Texto fornecido:
# # # # #

O próprio nome do livro leva-nos a pensar nas inúmeras pedras que passam pelo nosso caminho e que temos que as ultrapassar, tantas vezes com imensas dificuldades.  Parafraseando o autor (p.7)“ Pedras afiadas que magoam por vezes, fazem mesmo sangrar. Mas que ninguém se iluda pois é sobre as pedras afiadas que se aprende a ver um pouco melhor, nessa longa caminhada trágica e irónica que é a vida”.

Quando lia o livro lembra-me das conversas que tivemos os dois, onde aprendemos  imenso um com o outro.  Na profissão de professor devido ao contacto que mantemos com pessoas tão diferentes crescemos e aprendemos tanto com os alunos, colegas, pais ou simples moradores da localidade onde estamos. Aquando da leitura do livro foi impossível desligar-me da minha experiência pessoal onde partilho a mesma profissão. Nos dias de hoje com a quantidade de tarefas a que estamos sujeitos  temos obrigatoriamente de seguir o nosso caminho e a acreditar mesmo naquilo que pensamos, caso contrário somos “engolidos” de forma voraz pela sociedade. Fernando Alva salienta a importância de pensarmos pela nossa cabeça. Cito (p.8) “Que o leitor se indigne, conteste ou condescenda. Mas que ouse sempre pensar pela sua própria cabeça e se liberte das mais potentes amarras que podem existir, os medos que nós próprios alimentamos com as vísceras da ignorância e da cobardia. Tudo o mais diz respeito ao autor destas palavras seja ele quem for”.

# # # # #

Registos de dados:
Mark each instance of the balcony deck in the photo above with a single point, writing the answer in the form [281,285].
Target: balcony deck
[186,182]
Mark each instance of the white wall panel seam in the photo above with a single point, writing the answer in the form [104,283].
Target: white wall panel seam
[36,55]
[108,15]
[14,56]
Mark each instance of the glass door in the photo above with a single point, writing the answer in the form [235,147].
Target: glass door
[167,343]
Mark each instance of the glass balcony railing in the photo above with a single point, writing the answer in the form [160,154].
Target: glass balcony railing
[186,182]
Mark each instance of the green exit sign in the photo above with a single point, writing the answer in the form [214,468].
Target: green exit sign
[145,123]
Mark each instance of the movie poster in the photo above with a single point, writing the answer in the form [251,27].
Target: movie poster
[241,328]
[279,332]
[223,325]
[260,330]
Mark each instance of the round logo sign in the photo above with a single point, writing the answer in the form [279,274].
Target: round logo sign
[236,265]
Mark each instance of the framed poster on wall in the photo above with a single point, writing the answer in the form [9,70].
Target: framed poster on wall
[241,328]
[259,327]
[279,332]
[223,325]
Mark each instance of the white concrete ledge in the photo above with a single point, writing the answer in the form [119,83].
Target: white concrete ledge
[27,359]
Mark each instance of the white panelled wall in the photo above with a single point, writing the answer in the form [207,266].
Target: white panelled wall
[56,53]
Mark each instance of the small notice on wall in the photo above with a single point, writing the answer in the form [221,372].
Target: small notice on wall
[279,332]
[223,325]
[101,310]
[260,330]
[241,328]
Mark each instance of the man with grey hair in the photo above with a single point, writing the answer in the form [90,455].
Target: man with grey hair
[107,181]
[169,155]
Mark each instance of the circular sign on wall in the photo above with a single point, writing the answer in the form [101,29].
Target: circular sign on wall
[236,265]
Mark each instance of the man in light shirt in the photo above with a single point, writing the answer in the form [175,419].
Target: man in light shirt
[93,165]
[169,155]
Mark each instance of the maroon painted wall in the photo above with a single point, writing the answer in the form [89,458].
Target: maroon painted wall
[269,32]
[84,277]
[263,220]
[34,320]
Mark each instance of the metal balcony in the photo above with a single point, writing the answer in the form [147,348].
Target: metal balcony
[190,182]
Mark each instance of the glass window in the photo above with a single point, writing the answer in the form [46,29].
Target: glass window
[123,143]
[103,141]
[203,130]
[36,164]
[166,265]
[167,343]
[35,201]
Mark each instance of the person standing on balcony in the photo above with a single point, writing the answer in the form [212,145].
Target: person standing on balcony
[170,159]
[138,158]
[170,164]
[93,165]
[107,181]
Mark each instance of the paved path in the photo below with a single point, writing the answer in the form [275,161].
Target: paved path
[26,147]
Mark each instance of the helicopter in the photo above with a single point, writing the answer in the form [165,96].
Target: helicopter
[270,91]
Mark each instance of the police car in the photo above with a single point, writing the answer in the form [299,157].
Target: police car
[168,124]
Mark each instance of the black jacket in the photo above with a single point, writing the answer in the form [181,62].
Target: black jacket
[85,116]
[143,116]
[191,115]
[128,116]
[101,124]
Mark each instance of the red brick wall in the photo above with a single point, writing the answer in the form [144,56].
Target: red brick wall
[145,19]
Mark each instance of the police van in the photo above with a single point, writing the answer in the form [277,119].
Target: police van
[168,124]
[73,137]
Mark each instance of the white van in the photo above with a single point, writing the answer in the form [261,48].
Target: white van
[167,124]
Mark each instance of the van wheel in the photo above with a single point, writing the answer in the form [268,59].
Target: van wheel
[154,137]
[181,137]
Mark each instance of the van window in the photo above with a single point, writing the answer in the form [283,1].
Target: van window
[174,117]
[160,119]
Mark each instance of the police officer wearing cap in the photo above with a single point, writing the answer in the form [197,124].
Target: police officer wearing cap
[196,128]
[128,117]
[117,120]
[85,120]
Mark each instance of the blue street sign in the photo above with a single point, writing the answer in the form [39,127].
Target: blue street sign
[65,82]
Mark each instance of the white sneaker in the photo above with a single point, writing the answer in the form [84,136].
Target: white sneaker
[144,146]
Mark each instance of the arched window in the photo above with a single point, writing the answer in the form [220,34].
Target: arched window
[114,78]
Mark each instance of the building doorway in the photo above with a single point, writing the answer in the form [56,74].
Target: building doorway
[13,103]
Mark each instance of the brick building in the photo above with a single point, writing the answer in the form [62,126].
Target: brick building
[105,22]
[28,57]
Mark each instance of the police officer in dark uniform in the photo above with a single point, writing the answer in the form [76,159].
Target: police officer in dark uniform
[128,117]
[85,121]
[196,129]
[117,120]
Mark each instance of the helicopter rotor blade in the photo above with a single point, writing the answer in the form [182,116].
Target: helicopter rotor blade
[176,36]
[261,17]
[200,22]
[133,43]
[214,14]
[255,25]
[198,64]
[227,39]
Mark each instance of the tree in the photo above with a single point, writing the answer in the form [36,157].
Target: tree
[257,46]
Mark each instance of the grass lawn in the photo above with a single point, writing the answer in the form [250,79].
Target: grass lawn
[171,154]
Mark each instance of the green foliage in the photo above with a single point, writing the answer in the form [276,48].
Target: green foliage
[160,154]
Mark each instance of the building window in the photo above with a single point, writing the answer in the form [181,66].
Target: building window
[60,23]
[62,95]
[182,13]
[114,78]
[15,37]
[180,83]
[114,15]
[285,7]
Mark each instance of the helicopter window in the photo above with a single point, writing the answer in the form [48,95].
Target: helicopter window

# # # # #

Exercícios:
a: Com base no texto sobre o livro de Fernando Alva, responda:
(i) Segundo a citação da p.7, sobre que pedras se aprende a ver um pouco melhor?
(ii) Em que profissão se crescem e aprendem tanto, segundo quem escreve?
(iii) De acordo com a citação da p.8, quais são as mais potentes amarras que podem existir?
b: Prossiga o texto sobre o livro de Fernando Alva a partir do ponto em que termina.

Respostas por ordem:
a:
(i) Sobre as pedras afiadas.
(ii) Na profissão de professor.
(iii) Os medos que nós próprios alimentamos com as vísceras da ignorância e da cobardia.

b:
Não sendo professor de Educação Especial não consigo perceber na totalidade as dificuldades que estes alunos sentem. Nas últimas décadas houve um maior reconhecimento sobre a importância de reconhecer e integrar estas crianças na sociedade. Sobre isto gostava de passar uma conversa  tida numa reunião, onde uma professora de educação especial quando confrontada com as inação de colegas perante um aluno com  muitas dificuldades de aprendizagem, esta disse mais ou menos assim” Se ele fosse vosso filho gostavam que ele fosse tratado assim, ele é um ser humano que teve a infelicidade de nascer diferente”.  Esta frase fez-me pensar. Nos dias de hoje gerir uma turma com alunos sem dificuldades de aprendizagem por si só já não é uma tarefa fácil e quando é integrado um aluno diferente que mal sabe ler, questiono o papel que nós podemos ter para o integrar e o fazê-lo crescer como ser humano.  Sem dúvida por vezes sentimos que não temos formação para fazer face à crescente complexidade da profissão.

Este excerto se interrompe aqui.